| Given passage |
+---+

How fund operators can leverage data and operations after COVID-19

Experts from leading fund operators Baron Capital, Sanlam Investments, Savills Investment Management and Northern Trust examine industry trends in a post-pandemic world.

Fund Operator Editor POSTED ON 2/14/2022 4:11:25 PM

In a roundtable discussion market leaders in fund operating share their strategies on client engagement.

Clear Path Analysis’s recently released Fund Technology, Data & Operations, Europe 2022 report includes industry leaders from companies such as Storebrand Asset Management, Invesco and Broadridge address key concerns related to data management including the availability, quality, and maintenance of data. 

"The panellists believed that the pandemic had shaken up traditional business models."

Roundtable panellists included Stephen Millar, VP, Head of EMEA, Baron Capital Management, Bruce Simpson, Head of Distribution, Sanlam Investments UK and Michelle Sartorio, Global Director of Marketing & PR, Savills Investment Management. The discussion was moderated by Katharine Morris, Head of Global Fund Service Business Development, Northern Trust.

+---+

[Records from a data collection]

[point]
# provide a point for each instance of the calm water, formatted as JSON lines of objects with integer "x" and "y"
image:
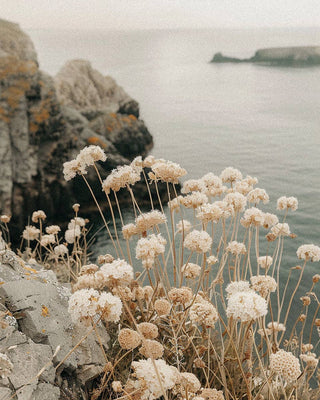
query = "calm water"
{"x": 263, "y": 120}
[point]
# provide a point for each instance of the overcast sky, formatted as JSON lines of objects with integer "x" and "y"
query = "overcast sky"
{"x": 147, "y": 14}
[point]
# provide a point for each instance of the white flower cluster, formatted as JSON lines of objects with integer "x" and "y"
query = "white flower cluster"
{"x": 145, "y": 371}
{"x": 116, "y": 273}
{"x": 120, "y": 177}
{"x": 309, "y": 252}
{"x": 198, "y": 241}
{"x": 166, "y": 171}
{"x": 87, "y": 157}
{"x": 149, "y": 248}
{"x": 85, "y": 304}
{"x": 285, "y": 364}
{"x": 230, "y": 174}
{"x": 284, "y": 203}
{"x": 203, "y": 312}
{"x": 246, "y": 306}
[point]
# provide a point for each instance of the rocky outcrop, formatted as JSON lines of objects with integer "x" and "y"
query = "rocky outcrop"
{"x": 287, "y": 56}
{"x": 45, "y": 121}
{"x": 36, "y": 322}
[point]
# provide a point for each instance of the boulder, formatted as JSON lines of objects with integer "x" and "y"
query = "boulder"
{"x": 45, "y": 122}
{"x": 37, "y": 323}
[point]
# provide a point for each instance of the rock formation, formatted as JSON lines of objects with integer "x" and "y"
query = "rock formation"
{"x": 34, "y": 322}
{"x": 286, "y": 56}
{"x": 45, "y": 121}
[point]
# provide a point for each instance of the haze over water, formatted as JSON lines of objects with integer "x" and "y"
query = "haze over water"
{"x": 263, "y": 120}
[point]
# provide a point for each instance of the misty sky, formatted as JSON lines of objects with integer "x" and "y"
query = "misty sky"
{"x": 148, "y": 14}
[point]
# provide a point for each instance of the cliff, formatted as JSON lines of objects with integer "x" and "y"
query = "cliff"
{"x": 44, "y": 121}
{"x": 287, "y": 56}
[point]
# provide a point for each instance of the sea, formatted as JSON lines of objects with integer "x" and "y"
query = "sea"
{"x": 262, "y": 120}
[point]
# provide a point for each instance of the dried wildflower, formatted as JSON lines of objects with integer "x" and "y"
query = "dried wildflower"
{"x": 148, "y": 330}
{"x": 252, "y": 216}
{"x": 162, "y": 307}
{"x": 116, "y": 273}
{"x": 137, "y": 164}
{"x": 203, "y": 312}
{"x": 212, "y": 394}
{"x": 270, "y": 220}
{"x": 265, "y": 261}
{"x": 105, "y": 259}
{"x": 237, "y": 286}
{"x": 83, "y": 305}
{"x": 149, "y": 220}
{"x": 285, "y": 203}
{"x": 151, "y": 349}
{"x": 309, "y": 252}
{"x": 129, "y": 339}
{"x": 110, "y": 307}
{"x": 305, "y": 300}
{"x": 167, "y": 171}
{"x": 310, "y": 359}
{"x": 5, "y": 218}
{"x": 184, "y": 226}
{"x": 91, "y": 154}
{"x": 280, "y": 230}
{"x": 237, "y": 201}
{"x": 60, "y": 250}
{"x": 149, "y": 248}
{"x": 243, "y": 187}
{"x": 31, "y": 233}
{"x": 38, "y": 215}
{"x": 77, "y": 221}
{"x": 175, "y": 203}
{"x": 147, "y": 293}
{"x": 89, "y": 269}
{"x": 129, "y": 230}
{"x": 181, "y": 295}
{"x": 53, "y": 229}
{"x": 87, "y": 281}
{"x": 76, "y": 207}
{"x": 198, "y": 241}
{"x": 145, "y": 372}
{"x": 230, "y": 175}
{"x": 256, "y": 195}
{"x": 306, "y": 347}
{"x": 189, "y": 382}
{"x": 285, "y": 364}
{"x": 72, "y": 168}
{"x": 120, "y": 178}
{"x": 72, "y": 234}
{"x": 316, "y": 278}
{"x": 193, "y": 185}
{"x": 6, "y": 365}
{"x": 191, "y": 271}
{"x": 236, "y": 248}
{"x": 194, "y": 200}
{"x": 246, "y": 306}
{"x": 47, "y": 239}
{"x": 117, "y": 386}
{"x": 211, "y": 260}
{"x": 263, "y": 284}
{"x": 276, "y": 326}
{"x": 210, "y": 212}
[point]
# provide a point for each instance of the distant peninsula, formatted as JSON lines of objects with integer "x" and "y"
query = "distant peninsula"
{"x": 286, "y": 56}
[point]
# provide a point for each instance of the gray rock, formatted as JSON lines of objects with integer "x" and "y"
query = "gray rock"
{"x": 40, "y": 324}
{"x": 82, "y": 87}
{"x": 45, "y": 122}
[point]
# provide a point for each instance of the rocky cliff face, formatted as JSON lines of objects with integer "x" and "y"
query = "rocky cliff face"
{"x": 44, "y": 121}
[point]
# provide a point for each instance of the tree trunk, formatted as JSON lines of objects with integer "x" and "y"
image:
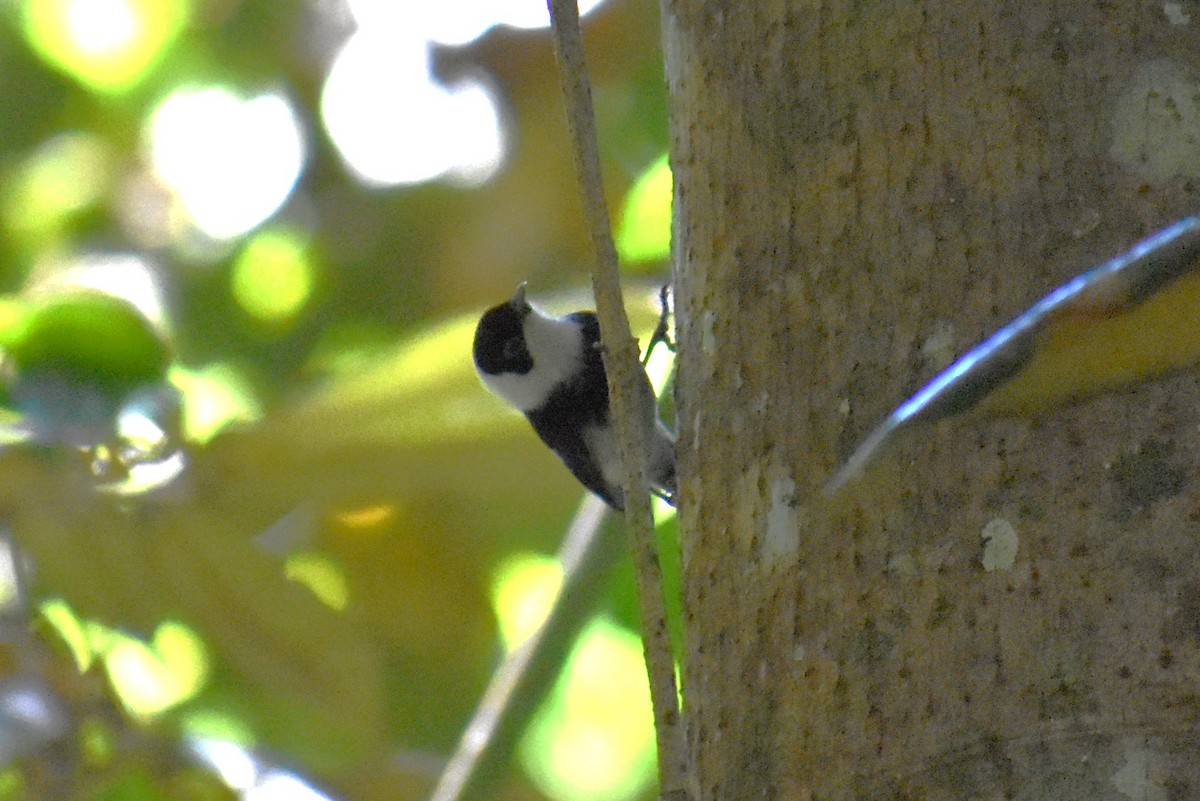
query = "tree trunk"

+---+

| Task statement |
Carry the article on fund operators after COVID-19 forward from its last sentence. The rows have no connection to the text.

| Answer to the problem |
The panellists believed that the pandemic had shaken up traditional business models. “New behaviours have been created over the past 12-18 months because of Covid-19 and there is a much greater desire to use emails and webinars,” said Millar. This digital trend will likely continue with WFH penetration expected to increase from 21% pre-pandemic to 63% post-pandemic, according to a Morgan Stanley Investment Management survey in 2021.

“This [use] has started to become engrained, particularly in the wealth and wholesale space where there doesn’t seem to be as much of a desire to do the one-on-one meetings,” he added.

"Several panellists said technological developments were moving swiftly."

According to McKinsey research, during the first part of the pandemic, respondents said they were three times likelier than before lockdown to say that at least 80% of their customer interactions are digital in nature.

Several panellists said technological developments were moving swiftly. “I never thought I would see the day when you had big due diligences checks around multimillion deals, but you are just doing remote Zoom calls and making decisions off the back of them,” Morris said.

However, changes that are taking place on the investment side are not necessarily being reflected on the institutional and business side of the industry.

"The reporting, data, and integrity of information related to ESG has been developed further"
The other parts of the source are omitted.